[Instruction 1]:
Rename "Target" to "Label" in the entries, starting with the line containing "Target: dune grass" and going on through the end of the entries, with everything else kept the same. Leave the pictures out of your answer.

[Passage given]:
An Ageing Fund has been put in place to provide assistance with financing public expenditure. But it is far from a silver bullet, finds George Coats
Like other countries facing a demographic problem, Belgium has created a reserve fund to assist with future social security financing. But from its beginning in 2001 it was clear that the Ageing, or Silver, Fund was different from most other such initiatives. It has a very wide mandate - to assist with financing all the public expenditure associated with an ageing population, including healthcare as well as pensions - and a very narrow asset allocation strategy in that it is restricted not only to investing in government bonds, but to specially issued Belgian government bonds.
"I always say the most brilliant job you can have in Belgium is to be the head of the Silver Fund," says Karel Stroobants, a veteran of the Belgian pensions scene and now an independent director. "You can put the impressive assets under management on your card and for the rest you stay home and play golf."

[Raw entries]

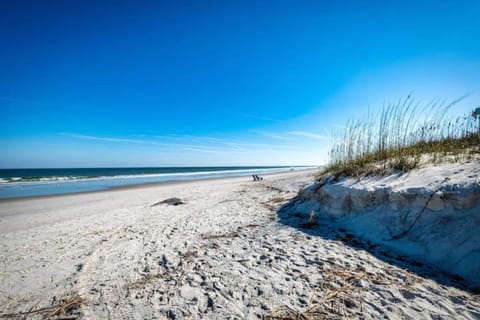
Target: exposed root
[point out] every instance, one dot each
(141, 283)
(67, 307)
(232, 234)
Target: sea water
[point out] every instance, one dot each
(16, 183)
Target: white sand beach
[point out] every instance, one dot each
(223, 254)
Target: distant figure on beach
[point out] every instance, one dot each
(256, 177)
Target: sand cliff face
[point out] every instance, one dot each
(431, 215)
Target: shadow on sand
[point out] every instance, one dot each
(327, 229)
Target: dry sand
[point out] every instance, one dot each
(221, 255)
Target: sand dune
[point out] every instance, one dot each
(222, 254)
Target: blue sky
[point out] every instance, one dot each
(179, 83)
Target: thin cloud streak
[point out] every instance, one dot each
(222, 145)
(311, 135)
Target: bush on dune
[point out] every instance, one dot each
(403, 136)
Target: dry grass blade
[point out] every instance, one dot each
(63, 308)
(400, 137)
(141, 283)
(232, 234)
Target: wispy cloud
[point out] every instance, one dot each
(272, 135)
(218, 145)
(310, 135)
(262, 118)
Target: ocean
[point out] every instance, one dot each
(15, 183)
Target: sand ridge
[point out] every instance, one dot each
(221, 254)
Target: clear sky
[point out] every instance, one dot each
(180, 83)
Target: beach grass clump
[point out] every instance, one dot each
(403, 136)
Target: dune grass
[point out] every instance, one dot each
(401, 137)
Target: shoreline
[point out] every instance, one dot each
(224, 253)
(148, 184)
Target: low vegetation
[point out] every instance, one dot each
(403, 136)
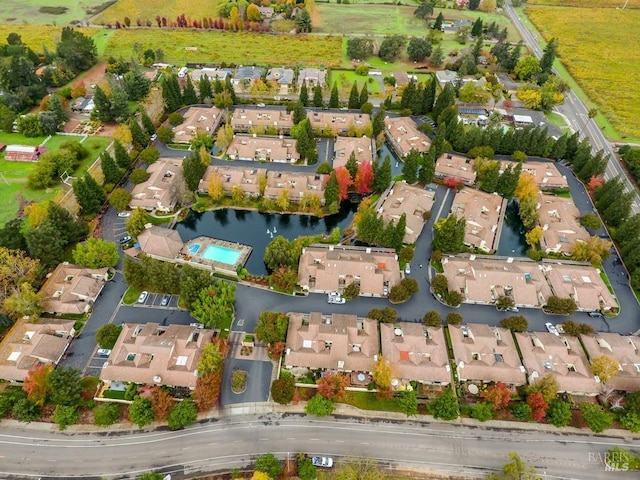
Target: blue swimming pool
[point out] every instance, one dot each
(220, 254)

[Instruction 2]:
Answer these from the article on Belgium's Silver Fund:
(a) In what year did the fund begin?
(b) What kind of bonds is the fund limited to investing in?
(c) Who calls heading the Silver Fund the most brilliant job you can have in Belgium?

[Complete answer 1]:
Label: dune grass
[point out] every instance, one dot each
(401, 137)
Label: shoreline
[point out] every instance, one dot each
(224, 253)
(148, 184)
Label: low vegetation
[point out] every instance, one dot each
(403, 136)
Label: blue swimming pool
[point out] every instance, one dot each
(220, 254)

[Complete answer 2]:
(a) 2001
(b) Specially issued Belgian government bonds
(c) Karel Stroobants